▸ Source text:
Leandro Palma, Luis Argerich

In this work we present a modification in the conventional flow of information through a LSTM network, which we consider well suited for RNNs in general. The modification leads to a iterative scheme where the computations performed by the LSTM cell are repeated over a constant input and cell state values, while updating the hidden state a finite number of times. We provide theoretical and empirical evidence to support the augmented capabilities of the iterative scheme and show examples related to language modeling. The modification yields an enhancement in the model performance comparable with the original model augmented more than 3 times in terms of the total amount of parameters.

CLMay 1, 2017
From Imitation to Prediction, Data Compression vs Recurrent Neural Networks for Natural Language Processing

Juan Andrés Laura, Gabriel Masi, Luis Argerich

In recent studies [1][13][12] Recurrent Neural Networks were used for generative processes and their surprising performance can be explained by their ability to create good predictions. In addition, data compression is also based on predictions. What the problem comes down to is whether a data compressor could be used to perform as well as recurrent neural networks in natural language processing tasks. If this is possible,then the problem comes down to determining if a compression algorithm is even more intelligent than a neural network in specific tasks related to human language. In our journey we discovered what we think is the fundamental difference between a Data Compression Algorithm and a Recurrent Neural Network.

DSApr 15, 2017
Generic LSH Families for the Angular Distance Based on Johnson-Lindenstrauss Projections and Feature Hashing LSH

Luis Argerich, Natalia Golmar

In this paper we propose the creation of generic LSH families for the angular distance based on Johnson-Lindenstrauss projections. We show that feature hashing is a valid J-L projection and propose two new LSH families based on feature hashing. These new LSH families are tested on both synthetic and real datasets with very good results and a considerable performance improvement over other LSH families. While the theoretical analysis is done for the angular distance, these families can also be used in practice for the euclidean distance with excellent results [2]. Our tests using real datasets show that the proposed LSH functions work well for the euclidean distance.

CLAug 31, 2016
Hash2Vec, Feature Hashing for Word Embeddings

Luis Argerich, Joaquín Torré Zaffaroni, Matías J Cano

In this paper we propose the application of feature hashing to create word embeddings for natural language processing. Feature hashing has been used successfully to create document vectors in related tasks like document classification. In this work we show that feature hashing can be applied to obtain word embeddings in linear time with the size of the data. The results show that this algorithm, that does not need training, is able to capture the semantic meaning of words. We compare the results against GloVe showing that they are similar. As far as we know this is the first application of feature hashing to the word embeddings problem and the results indicate this is a scalable technique with practical results for NLP applications.

CLFeb 11, 2016
Variations of the Similarity Function of TextRank for Automated Summarization

Federico Barrios, Federico López, Luis Argerich et al.

This article presents new alternatives to the similarity function for the TextRank algorithm for automatic summarization of texts. We describe the generalities of the algorithm and the different functions we propose. Some of these variants achieve a significative improvement using the same metrics and dataset as the original publication.

▸ Problems and tasks:
1. From the paper abstracts, set down word for word the passage between "CLAug 31, 2016" and "for NLP applications.", inclusive.
2. In the paper abstracts, rewrite the paragraph beginning "In this paper we propose the application" as a short bulleted list that keeps its main facts.

▸ Dataset excerpts:
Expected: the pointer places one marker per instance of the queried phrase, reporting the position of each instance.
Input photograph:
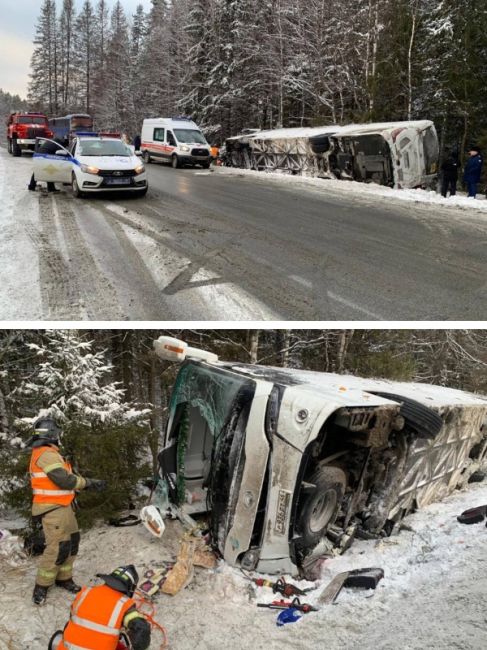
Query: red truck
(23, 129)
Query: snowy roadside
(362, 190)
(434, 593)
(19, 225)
...
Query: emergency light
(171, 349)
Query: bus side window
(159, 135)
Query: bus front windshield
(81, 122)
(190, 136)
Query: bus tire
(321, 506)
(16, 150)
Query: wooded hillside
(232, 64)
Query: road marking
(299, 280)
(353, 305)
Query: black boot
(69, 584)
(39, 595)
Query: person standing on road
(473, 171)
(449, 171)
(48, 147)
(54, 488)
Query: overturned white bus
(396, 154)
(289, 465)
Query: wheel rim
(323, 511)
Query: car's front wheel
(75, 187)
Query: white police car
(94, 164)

▸ Response list:
1.
CLAug 31, 2016
Hash2Vec, Feature Hashing for Word Embeddings

Luis Argerich, Joaquín Torré Zaffaroni, Matías J Cano

In this paper we propose the application of feature hashing to create word embeddings for natural language processing. Feature hashing has been used successfully to create document vectors in related tasks like document classification. In this work we show that feature hashing can be applied to obtain word embeddings in linear time with the size of the data. The results show that this algorithm, that does not need training, is able to capture the semantic meaning of words. We compare the results against GloVe showing that they are similar. As far as we know this is the first application of feature hashing to the word embeddings problem and the results indicate this is a scalable technique with practical results for NLP applications.

2.
- Feature hashing is proposed as a way to create word embeddings for natural language processing.
- It has already worked well for building document vectors in related tasks such as document classification.
- It yields word embeddings in linear time with the size of the data.
- The algorithm needs no training and captures the semantic meaning of words.
- Its results are similar to those of GloVe.
- As far as the authors know, this is the first use of feature hashing for word embeddings. The results suggest a scalable technique with practical results for NLP applications.